In one embodiment, a bumper pad 120 comprises between 1 and 50 holes,
preferably
between 2 and 30 holes, more preferably between 6 and 20 holes. The holes or
openings
1120 can have any geometric shape know in the art such as circular,
rectangular,
triangular, oval, longitudinal, curved inwardly or outwardly relative to the
center of the
bumper pad and still provide the same benefits. Fig. 6B shows an example of a
bumper
pad 120 including four longitudinal opening 1125 curved inwardly. In addition
to
increasing the aptitude of the bumper pad to deform, the holes or openings
1120 also help
to drain liquids through the bumper pad when the bumper pad is rinsed under a
stream of
water.

DIRECTION:
Answer these questions from the bumper pad passage:
1. What is the more preferred range for the number of holes in a bumper pad?
2. How many longitudinal openings does the bumper pad shown in Fig. 6B include?
3. Apart from increasing the bumper pad's aptitude to deform, what do the holes or openings help to do?
The material on this page has no connection to the bumper pad passage.

COLLECTED DATA:
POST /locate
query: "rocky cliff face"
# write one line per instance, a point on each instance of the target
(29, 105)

EXERCISE RESPONSE:
1. Between 6 and 20 holes.
2. Four, curved inwardly.
3. They help drain liquids through the bumper pad when it is rinsed under a stream of water.